_Work to do_
a - According to the message proposing removal of the ext4 xattr mbcache, how many machines in the ceph cluster ran the patch from comment 6 during testing?
b - In the message proposing removal of the ext4 xattr mbcache, print the passage starting with "The patch in" and going on through "limit was hit.".
c - Proceed with the message proposing removal of the ext4 xattr mbcache, picking up after its final sentence.

_Excerpt provided_
....................
[PATCH] Remove ext4 xattr mbcache to fix CPU lockup when using ceph #107301

[Date Prev][Date Next][Thread Prev][Thread Next][Date Index][Thread Index]

 



Hi,

This is a followup on the discussions here:
https://bugzilla.kernel.org/show_bug.cgi?id=107301

The patch in comment 6 has been extensively tested on 11 ubuntu 14.04
with kernel 3.19 machines of our ceph cluster for about 10 days of heavy
ext4 xattr use without issue, without the patch same machines would
freeze every 4 to 24 hours depending on core count. The patch below is a
mechanical upgrade against the current linux tree, only the super.c
first hunk did not apply and was fixed by hand, kernel with defconfig
did build cleanly.

It would be great to have a working cache but it's not easy to do and
leaving the current code isn't nice to many ext4 xattr users out there
since their machine will at some point lockup: for us it worked for
about one year then we got suddenly lockup hell probably after some
limit was hit. 

The Lustre developpers have a patch to add a mount option to do the
mbcache removal as they had the same issue.
....................
_Listed records_
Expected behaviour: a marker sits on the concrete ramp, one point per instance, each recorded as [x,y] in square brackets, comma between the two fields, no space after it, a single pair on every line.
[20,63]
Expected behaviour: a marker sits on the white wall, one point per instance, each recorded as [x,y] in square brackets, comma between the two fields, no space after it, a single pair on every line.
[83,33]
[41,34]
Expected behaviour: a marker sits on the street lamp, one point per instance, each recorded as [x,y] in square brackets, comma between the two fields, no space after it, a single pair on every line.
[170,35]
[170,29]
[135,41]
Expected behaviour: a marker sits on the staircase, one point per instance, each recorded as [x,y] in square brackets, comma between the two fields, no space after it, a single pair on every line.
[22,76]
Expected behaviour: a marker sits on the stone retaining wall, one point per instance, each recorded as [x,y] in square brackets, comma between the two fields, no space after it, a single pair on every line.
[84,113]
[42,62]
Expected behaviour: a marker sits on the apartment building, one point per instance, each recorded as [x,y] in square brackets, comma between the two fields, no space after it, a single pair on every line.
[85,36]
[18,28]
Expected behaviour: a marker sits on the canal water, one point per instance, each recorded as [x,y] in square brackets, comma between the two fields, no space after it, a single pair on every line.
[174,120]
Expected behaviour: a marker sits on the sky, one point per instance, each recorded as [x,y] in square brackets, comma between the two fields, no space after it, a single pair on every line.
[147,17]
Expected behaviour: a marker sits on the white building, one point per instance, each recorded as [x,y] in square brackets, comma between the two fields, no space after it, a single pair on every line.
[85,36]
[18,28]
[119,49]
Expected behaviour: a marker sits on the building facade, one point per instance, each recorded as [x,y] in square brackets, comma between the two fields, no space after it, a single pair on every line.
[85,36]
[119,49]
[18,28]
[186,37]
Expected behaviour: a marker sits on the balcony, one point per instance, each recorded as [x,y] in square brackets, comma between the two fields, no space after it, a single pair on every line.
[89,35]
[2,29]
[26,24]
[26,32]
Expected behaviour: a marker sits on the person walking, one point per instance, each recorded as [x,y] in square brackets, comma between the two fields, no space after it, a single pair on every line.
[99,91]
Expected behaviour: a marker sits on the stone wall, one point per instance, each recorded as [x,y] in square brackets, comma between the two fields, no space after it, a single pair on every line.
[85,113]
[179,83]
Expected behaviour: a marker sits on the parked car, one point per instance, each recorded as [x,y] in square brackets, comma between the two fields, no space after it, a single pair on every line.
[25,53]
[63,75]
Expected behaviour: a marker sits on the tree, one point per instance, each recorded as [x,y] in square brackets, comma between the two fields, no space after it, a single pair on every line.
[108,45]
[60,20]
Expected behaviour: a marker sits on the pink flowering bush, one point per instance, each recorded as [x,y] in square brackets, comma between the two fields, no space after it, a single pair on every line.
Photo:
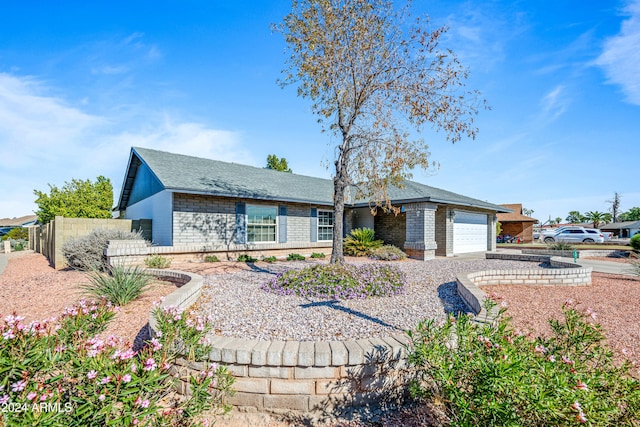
[63,372]
[488,374]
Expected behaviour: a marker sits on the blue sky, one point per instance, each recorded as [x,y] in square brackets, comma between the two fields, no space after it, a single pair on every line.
[82,82]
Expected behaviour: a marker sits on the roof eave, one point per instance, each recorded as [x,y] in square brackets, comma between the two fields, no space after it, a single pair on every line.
[252,197]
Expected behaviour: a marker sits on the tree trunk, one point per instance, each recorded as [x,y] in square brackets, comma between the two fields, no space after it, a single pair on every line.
[337,255]
[339,186]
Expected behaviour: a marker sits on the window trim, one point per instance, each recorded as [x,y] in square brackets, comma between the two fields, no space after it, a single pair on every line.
[333,224]
[247,225]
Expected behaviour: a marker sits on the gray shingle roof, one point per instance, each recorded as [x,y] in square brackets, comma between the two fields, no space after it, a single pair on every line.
[204,176]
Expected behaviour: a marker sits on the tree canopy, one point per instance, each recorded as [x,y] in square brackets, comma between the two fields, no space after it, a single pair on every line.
[370,75]
[632,214]
[276,163]
[76,199]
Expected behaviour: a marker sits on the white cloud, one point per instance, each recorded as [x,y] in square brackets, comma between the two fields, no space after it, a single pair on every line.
[554,104]
[620,59]
[44,140]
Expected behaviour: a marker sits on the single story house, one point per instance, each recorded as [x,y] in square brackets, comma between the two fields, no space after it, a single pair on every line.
[623,229]
[515,224]
[214,206]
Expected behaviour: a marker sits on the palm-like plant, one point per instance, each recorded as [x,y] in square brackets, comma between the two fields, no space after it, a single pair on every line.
[597,218]
[360,242]
[575,217]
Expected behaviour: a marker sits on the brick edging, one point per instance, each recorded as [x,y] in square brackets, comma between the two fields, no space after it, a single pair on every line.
[190,288]
[564,274]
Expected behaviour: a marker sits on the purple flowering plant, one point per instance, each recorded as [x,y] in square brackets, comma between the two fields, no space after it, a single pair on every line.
[64,371]
[345,281]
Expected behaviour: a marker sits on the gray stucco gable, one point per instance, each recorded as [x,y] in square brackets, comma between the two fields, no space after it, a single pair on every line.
[195,175]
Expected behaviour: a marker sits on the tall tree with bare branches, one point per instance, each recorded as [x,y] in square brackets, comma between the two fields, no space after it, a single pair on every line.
[372,73]
[615,206]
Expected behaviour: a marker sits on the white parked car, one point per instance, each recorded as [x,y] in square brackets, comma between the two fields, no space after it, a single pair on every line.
[575,235]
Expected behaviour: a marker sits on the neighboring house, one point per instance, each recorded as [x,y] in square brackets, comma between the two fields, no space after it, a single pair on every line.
[622,229]
[22,221]
[212,206]
[515,224]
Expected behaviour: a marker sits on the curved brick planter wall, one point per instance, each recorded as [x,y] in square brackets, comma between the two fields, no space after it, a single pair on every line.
[316,378]
[306,377]
[564,274]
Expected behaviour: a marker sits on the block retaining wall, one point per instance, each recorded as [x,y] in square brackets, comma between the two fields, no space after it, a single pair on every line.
[586,253]
[305,377]
[318,379]
[563,274]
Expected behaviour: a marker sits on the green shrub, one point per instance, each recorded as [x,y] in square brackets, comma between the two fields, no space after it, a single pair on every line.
[635,266]
[387,253]
[295,257]
[246,258]
[360,242]
[119,285]
[157,261]
[486,374]
[560,246]
[17,244]
[339,281]
[87,253]
[85,379]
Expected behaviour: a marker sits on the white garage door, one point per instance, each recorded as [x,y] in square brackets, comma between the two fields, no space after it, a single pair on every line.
[469,232]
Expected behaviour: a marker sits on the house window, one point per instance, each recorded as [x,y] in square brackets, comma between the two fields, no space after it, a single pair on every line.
[261,224]
[325,225]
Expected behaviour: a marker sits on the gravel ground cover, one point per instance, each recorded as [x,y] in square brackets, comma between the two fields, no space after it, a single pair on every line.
[613,298]
[239,308]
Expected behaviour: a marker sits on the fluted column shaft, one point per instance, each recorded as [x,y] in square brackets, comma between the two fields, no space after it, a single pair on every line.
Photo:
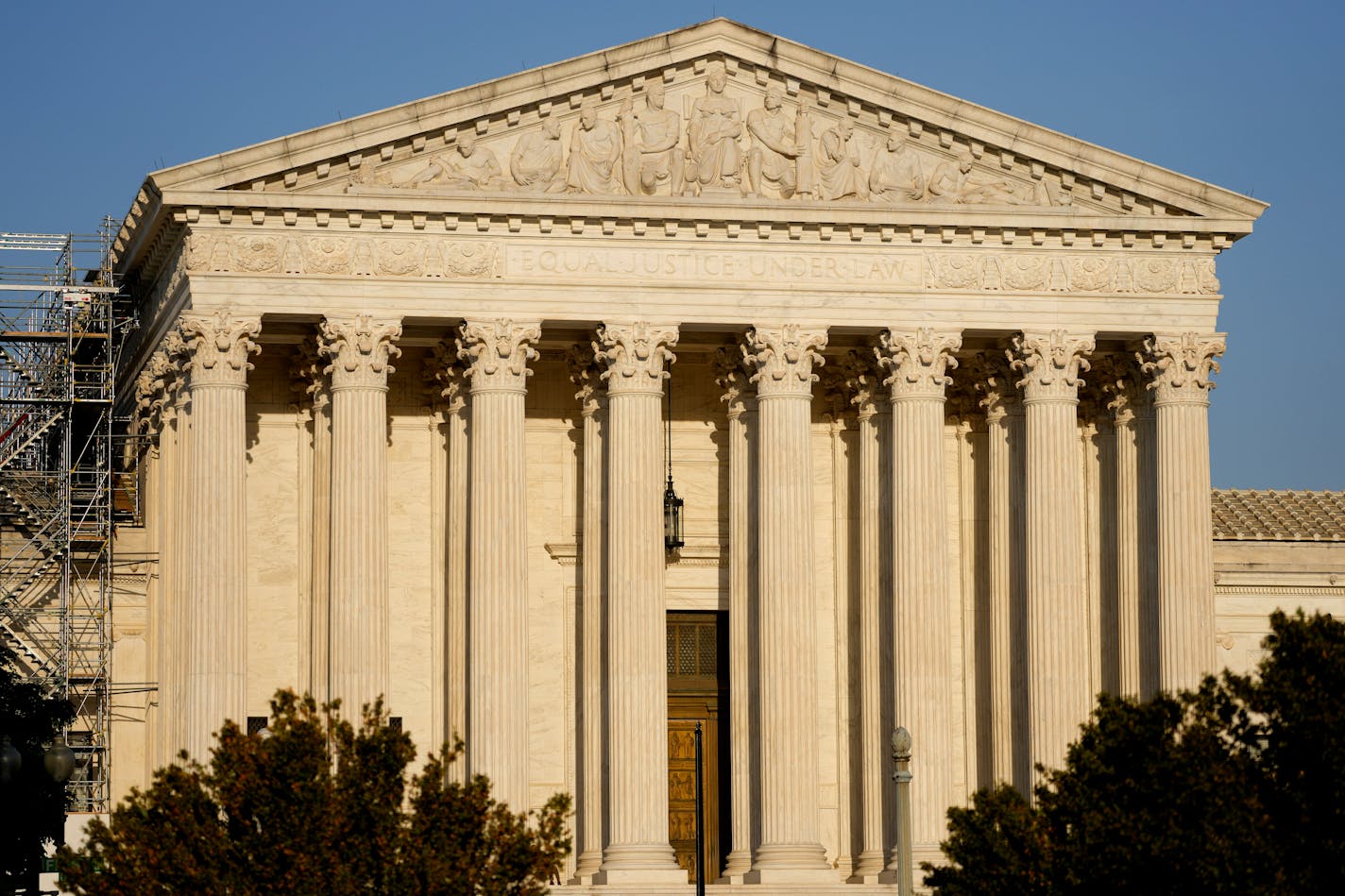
[359,350]
[732,379]
[638,841]
[1180,367]
[1004,559]
[1129,573]
[497,354]
[214,584]
[1056,579]
[586,373]
[923,608]
[447,385]
[782,360]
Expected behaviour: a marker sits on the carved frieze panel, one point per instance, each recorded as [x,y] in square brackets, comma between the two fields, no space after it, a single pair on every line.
[343,256]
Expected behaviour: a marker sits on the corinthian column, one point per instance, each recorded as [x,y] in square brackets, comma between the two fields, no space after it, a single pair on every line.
[1059,694]
[638,841]
[782,360]
[923,622]
[586,373]
[215,582]
[497,354]
[1180,367]
[1004,576]
[359,348]
[1116,380]
[732,379]
[447,383]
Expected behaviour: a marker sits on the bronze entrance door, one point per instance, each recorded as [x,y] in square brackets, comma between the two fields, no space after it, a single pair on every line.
[697,692]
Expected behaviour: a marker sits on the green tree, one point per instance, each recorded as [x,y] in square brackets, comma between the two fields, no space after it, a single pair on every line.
[319,807]
[1234,787]
[34,803]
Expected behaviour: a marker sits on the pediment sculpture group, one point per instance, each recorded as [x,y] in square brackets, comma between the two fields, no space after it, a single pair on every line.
[768,154]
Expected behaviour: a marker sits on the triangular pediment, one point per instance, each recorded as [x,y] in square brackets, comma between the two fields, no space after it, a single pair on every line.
[859,136]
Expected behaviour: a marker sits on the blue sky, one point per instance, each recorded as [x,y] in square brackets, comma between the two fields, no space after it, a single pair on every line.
[1249,95]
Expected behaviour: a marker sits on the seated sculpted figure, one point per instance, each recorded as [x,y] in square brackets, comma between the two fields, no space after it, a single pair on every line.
[536,158]
[473,168]
[774,147]
[595,152]
[838,164]
[713,135]
[954,182]
[896,174]
[650,136]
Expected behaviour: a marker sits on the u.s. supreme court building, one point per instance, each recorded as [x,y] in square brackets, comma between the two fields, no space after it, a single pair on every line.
[931,382]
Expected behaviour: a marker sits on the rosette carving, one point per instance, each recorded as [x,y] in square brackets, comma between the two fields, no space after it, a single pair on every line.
[1050,363]
[497,353]
[634,355]
[1180,367]
[216,347]
[782,358]
[919,361]
[359,350]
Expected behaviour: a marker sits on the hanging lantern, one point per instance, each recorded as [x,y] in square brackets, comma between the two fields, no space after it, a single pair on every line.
[672,518]
[672,503]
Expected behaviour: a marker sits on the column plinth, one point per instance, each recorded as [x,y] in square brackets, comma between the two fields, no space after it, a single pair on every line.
[782,360]
[358,350]
[1059,696]
[638,846]
[1180,367]
[497,354]
[214,582]
[923,623]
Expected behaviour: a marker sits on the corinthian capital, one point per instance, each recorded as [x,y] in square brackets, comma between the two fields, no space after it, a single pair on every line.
[446,379]
[635,354]
[587,376]
[1180,366]
[308,377]
[782,360]
[1050,363]
[993,383]
[497,353]
[359,348]
[1118,388]
[732,379]
[216,347]
[919,361]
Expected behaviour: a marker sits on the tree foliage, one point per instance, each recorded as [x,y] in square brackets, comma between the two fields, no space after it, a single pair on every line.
[1237,786]
[319,807]
[34,803]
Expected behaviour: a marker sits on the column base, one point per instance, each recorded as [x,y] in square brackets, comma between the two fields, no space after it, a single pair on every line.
[675,876]
[869,870]
[795,876]
[736,867]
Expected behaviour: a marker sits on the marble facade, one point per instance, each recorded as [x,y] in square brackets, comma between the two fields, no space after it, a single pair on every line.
[939,390]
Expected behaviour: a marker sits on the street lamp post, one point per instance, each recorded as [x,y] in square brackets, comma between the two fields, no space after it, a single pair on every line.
[58,762]
[901,756]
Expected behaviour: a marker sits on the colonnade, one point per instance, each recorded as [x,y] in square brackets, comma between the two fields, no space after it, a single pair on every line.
[1036,568]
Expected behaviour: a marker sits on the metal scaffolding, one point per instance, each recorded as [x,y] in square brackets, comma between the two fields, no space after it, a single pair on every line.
[60,336]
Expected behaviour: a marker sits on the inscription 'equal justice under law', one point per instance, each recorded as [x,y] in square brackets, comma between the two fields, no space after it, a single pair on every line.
[903,269]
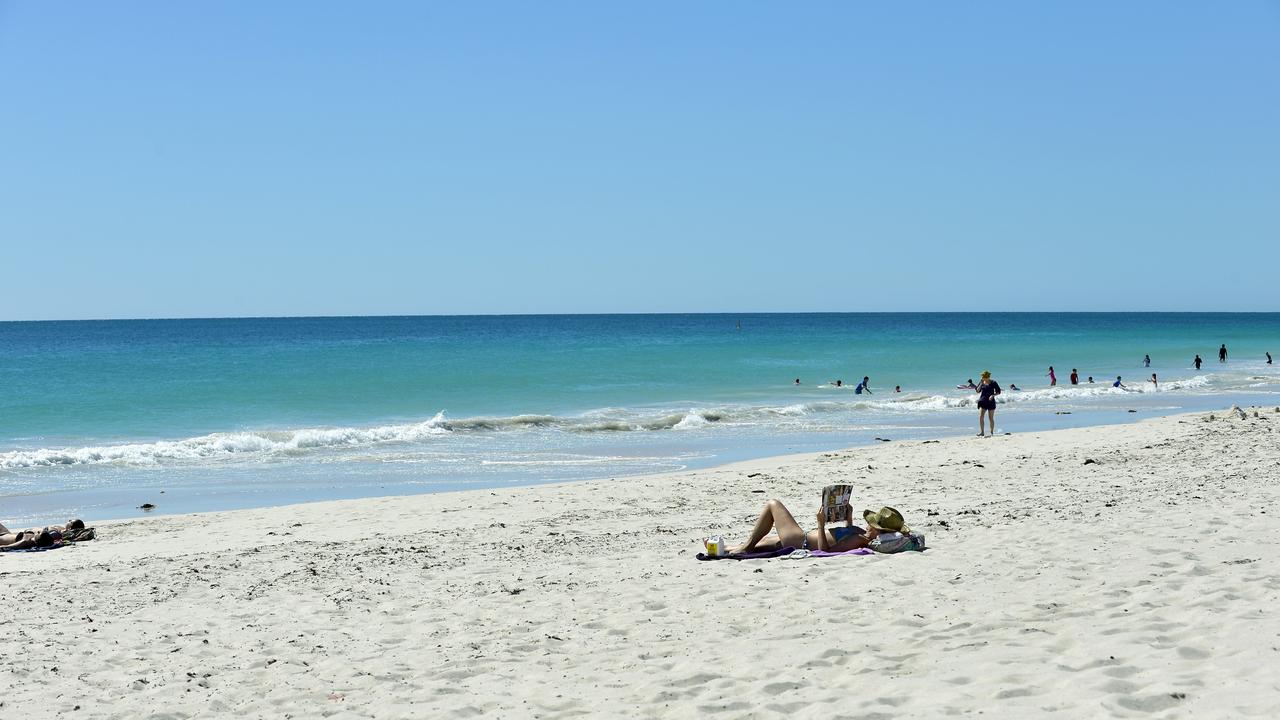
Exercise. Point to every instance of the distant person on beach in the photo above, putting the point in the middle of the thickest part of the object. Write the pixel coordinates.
(987, 392)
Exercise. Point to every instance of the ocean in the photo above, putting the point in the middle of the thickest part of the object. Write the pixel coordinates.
(99, 418)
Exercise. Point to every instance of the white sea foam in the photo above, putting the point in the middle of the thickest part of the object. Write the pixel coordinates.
(818, 414)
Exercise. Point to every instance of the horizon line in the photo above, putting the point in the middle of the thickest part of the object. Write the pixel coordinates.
(743, 313)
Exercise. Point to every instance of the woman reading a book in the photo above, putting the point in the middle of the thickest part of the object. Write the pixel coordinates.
(836, 537)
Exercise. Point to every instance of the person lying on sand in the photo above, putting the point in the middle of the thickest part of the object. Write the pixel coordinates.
(36, 537)
(886, 532)
(776, 516)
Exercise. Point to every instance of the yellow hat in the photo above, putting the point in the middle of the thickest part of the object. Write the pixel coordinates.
(887, 519)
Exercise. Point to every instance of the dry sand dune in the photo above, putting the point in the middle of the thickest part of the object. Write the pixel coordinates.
(1143, 584)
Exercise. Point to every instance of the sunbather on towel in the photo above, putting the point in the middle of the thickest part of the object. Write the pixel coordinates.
(776, 516)
(36, 537)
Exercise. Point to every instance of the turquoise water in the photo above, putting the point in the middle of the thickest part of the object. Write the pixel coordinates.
(100, 417)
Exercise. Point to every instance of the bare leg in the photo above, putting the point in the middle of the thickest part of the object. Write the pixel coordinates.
(775, 516)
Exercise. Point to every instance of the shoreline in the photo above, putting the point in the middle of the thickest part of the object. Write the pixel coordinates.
(229, 493)
(571, 598)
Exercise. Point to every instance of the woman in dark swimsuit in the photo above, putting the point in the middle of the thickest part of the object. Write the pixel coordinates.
(987, 391)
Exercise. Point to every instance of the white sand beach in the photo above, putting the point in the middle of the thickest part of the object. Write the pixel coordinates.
(1143, 584)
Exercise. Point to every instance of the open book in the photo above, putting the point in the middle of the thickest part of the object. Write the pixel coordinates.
(835, 502)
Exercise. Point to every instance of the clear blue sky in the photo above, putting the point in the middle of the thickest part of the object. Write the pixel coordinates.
(196, 159)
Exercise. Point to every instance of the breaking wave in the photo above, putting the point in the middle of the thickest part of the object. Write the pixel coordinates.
(265, 445)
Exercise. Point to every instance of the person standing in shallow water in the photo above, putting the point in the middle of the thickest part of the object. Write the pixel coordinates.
(987, 391)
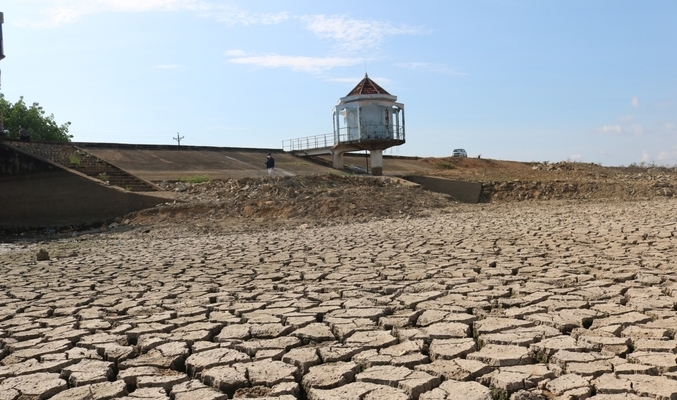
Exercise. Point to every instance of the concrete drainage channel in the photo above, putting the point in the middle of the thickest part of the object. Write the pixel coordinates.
(465, 192)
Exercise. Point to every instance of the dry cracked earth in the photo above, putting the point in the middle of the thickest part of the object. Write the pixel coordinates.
(521, 301)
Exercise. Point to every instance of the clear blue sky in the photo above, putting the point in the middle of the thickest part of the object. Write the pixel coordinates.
(584, 80)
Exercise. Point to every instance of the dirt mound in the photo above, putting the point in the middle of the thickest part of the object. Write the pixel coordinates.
(312, 198)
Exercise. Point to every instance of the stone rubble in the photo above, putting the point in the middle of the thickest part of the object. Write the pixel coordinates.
(510, 301)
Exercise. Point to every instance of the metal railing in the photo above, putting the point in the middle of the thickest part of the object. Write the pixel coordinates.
(309, 143)
(328, 140)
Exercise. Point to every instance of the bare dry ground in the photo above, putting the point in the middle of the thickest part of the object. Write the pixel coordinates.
(332, 198)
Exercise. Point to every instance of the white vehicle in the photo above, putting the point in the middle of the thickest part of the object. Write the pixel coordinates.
(459, 153)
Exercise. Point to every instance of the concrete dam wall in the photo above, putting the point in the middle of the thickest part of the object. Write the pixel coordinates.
(36, 193)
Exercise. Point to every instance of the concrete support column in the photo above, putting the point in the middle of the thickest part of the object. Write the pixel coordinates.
(337, 160)
(376, 157)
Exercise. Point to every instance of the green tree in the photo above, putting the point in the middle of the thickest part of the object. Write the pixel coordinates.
(33, 118)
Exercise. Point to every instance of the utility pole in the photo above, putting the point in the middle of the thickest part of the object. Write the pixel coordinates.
(2, 50)
(177, 138)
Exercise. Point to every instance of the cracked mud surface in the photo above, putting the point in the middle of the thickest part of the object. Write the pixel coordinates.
(501, 301)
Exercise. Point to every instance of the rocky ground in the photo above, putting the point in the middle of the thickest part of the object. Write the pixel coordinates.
(519, 181)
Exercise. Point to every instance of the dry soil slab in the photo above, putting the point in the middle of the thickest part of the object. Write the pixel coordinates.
(531, 300)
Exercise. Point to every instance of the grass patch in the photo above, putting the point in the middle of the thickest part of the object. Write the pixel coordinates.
(195, 179)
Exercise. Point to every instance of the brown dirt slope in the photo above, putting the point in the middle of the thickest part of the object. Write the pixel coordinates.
(331, 198)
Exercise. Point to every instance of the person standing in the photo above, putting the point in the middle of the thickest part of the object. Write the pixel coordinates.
(23, 134)
(270, 164)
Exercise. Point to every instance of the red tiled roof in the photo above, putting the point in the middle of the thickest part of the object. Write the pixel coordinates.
(367, 86)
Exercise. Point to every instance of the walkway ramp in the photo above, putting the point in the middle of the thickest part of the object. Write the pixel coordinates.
(170, 162)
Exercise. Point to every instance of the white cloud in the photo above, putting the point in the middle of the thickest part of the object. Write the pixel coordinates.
(313, 65)
(610, 129)
(63, 12)
(233, 16)
(236, 53)
(354, 34)
(423, 66)
(637, 129)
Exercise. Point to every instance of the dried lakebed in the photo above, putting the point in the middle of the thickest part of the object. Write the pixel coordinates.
(513, 301)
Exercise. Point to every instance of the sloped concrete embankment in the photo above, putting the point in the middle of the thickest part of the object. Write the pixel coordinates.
(36, 193)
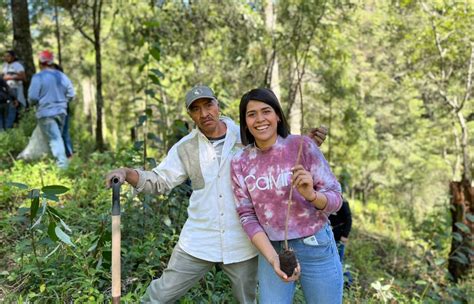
....................
_Answers per task_
a - Eleven machines running Ubuntu 14.04 with kernel 3.19.

b -
The patch in comment 6 has been extensively tested on 11 ubuntu 14.04
with kernel 3.19 machines of our ceph cluster for about 10 days of heavy
ext4 xattr use without issue, without the patch same machines would
freeze every 4 to 24 hours depending on core count. The patch below is a
mechanical upgrade against the current linux tree, only the super.c
first hunk did not apply and was fixed by hand, kernel with defconfig
did build cleanly.

It would be great to have a working cache but it's not easy to do and
leaving the current code isn't nice to many ext4 xattr users out there
since their machine will at some point lockup: for us it worked for
about one year then we got suddenly lockup hell probably after some
limit was hit.

c -
I assume maintainers of older kernels will consider backporting this
patch as well if it is accepted in current as the issue is present since
the beginning.

In case my mailer corrupts it the patch is here:

http://guerby.org/ftp/remove-ext4-mbcache-current.patch

Cc: Jan Kara <jack@xxxxxxxx>
Cc: Ted Ts'o <tytso@xxxxxxx>
Cc: Andreas Dilger <adilger.kernel@xxxxxxxxx>
Signed-off-by: Laurent GUERBY <laurent@xxxxxxxxxx>
---

--- linux/fs/ext4/ext4.h.orig	2015-11-20 09:32:30.995575644 +0100
+++ linux/fs/ext4/ext4.h	2015-11-20 09:37:53.880915440 +0100
@@ -1371,7 +1371,6 @@ struct ext4_sb_info {
 	struct list_head s_es_list;	/* List of inodes with reclaimable extents */
 	long s_es_nr_inode;
 	struct ext4_es_stats s_es_stats;
-	struct mb_cache *s_mb_cache;
 	spinlock_t s_es_lock ____cacheline_aligned_in_smp;
 
 	/* Ratelimit ext4 messages. */
--- linux/fs/ext4/super.c.orig	2015-11-20 09:32:31.007575695 +0100
+++ linux/fs/ext4/super.c	2015-11-20 09:39:11.373229371 +0100
@@ -55,7 +55,6 @@
 
 static struct ext4_lazy_init *ext4_li_info;
 static struct mutex ext4_li_mtx;
-static int ext4_mballoc_ready;
 static struct ratelimit_state ext4_mount_msg_ratelimit;
 
 static int ext4_load_journal(struct super_block *, struct ext4_super_block *,
@@ -857,10 +856,6 @@ static void ext4_put_super(struct super_
 		invalidate_bdev(sbi->journal_bdev);
 		ext4_blkdev_remove(sbi);
 	}
-	if (sbi->s_mb_cache) {
-		ext4_xattr_destroy_cache(sbi->s_mb_cache);
-		sbi->s_mb_cache = NULL;
-	}
 	if (sbi->s_mmp_tsk)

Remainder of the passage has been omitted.